**Supplied passage**:

You are viewing a plain text version of this content. The canonical link for it is here.
Posted to user@spark.apache.org by KhajaAsmath Mohammed <md...@gmail.com> on 2018/01/16 21:04:38 UTC
Spark Streaming not reading missed data
Hi,
Spark streaming job from kafka is not picking the messages and is always
taking the latest offsets when streaming job is stopped for 2 hours. It is
not picking up the offsets that are required to be processed from
checkpoint directory. any suggestions on how to process the old messages
too when there is shutdown or planned maintenance?
val topics = config.getString(Constants.Properties.KafkaTopics)
val topicsSet = topics.split(",").toSet
val kafkaParams = Map[String, String]("metadata.broker.list" ->
config.getString(Constants.Properties.KafkaBrokerList))

Pointing records:

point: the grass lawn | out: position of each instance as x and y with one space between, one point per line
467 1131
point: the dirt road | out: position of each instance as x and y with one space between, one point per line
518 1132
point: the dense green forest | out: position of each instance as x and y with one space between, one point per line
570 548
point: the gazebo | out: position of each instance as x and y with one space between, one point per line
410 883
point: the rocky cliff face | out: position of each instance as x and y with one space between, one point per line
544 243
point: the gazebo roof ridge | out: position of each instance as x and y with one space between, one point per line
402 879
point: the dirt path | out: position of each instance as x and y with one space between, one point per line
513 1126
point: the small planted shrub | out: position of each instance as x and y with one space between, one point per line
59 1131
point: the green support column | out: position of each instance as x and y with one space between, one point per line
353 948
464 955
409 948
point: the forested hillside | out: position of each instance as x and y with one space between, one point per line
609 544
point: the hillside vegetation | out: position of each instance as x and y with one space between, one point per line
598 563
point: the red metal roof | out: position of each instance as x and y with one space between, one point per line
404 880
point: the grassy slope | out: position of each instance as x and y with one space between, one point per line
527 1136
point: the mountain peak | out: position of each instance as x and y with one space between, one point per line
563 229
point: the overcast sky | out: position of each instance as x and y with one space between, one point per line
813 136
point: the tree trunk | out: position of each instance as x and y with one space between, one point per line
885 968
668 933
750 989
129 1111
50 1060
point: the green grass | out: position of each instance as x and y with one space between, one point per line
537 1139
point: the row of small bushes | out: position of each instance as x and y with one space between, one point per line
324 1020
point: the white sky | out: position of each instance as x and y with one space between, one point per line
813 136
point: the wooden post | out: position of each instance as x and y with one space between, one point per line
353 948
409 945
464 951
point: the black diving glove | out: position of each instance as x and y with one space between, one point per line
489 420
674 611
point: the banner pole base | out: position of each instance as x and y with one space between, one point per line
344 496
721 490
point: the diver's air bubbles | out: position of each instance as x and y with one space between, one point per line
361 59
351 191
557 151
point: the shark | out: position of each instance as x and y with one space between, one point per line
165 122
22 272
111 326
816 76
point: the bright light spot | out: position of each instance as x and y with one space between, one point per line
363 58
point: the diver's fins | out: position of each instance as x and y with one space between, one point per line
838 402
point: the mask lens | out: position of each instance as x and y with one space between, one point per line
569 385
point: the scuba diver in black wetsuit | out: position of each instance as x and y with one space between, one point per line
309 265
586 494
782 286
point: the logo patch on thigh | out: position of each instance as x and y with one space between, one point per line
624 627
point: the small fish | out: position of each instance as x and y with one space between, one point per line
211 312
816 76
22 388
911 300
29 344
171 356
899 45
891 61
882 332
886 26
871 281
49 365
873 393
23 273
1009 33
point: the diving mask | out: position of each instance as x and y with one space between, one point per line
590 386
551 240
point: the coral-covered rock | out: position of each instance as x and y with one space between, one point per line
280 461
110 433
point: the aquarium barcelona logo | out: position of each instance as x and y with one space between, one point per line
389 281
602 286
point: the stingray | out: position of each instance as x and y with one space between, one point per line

**Short task**:
Rewrite the passage of the Spark Streaming post above that begins with "You are viewing" and ends with "or planned maintenance?", substituting "checkpoint location" for "checkpoint directory".

**Written response**:
You are viewing a plain text version of this content. The canonical link for it is here.
Posted to user@spark.apache.org by KhajaAsmath Mohammed <md...@gmail.com> on 2018/01/16 21:04:38 UTC
Spark Streaming not reading missed data
Hi,
Spark streaming job from kafka is not picking the messages and is always
taking the latest offsets when streaming job is stopped for 2 hours. It is
not picking up the offsets that are required to be processed from
checkpoint location. any suggestions on how to process the old messages
too when there is shutdown or planned maintenance?